# Stated problem
Can you copy the material below line for line, without a single change, and leave the pictures out of your copy?

____________

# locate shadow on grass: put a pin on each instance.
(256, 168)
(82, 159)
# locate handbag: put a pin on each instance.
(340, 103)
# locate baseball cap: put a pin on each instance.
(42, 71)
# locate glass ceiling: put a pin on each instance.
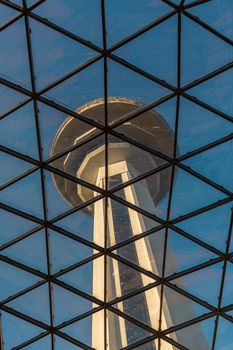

____________

# Solution to this problem
# locate shadow on grass: put a pin on each instance.
(256, 168)
(82, 159)
# locate handbag: put a pin on each instance.
(340, 103)
# locate baseball cap: put a pin on each instance.
(42, 71)
# locate glass ceiling: put a pin on each instance.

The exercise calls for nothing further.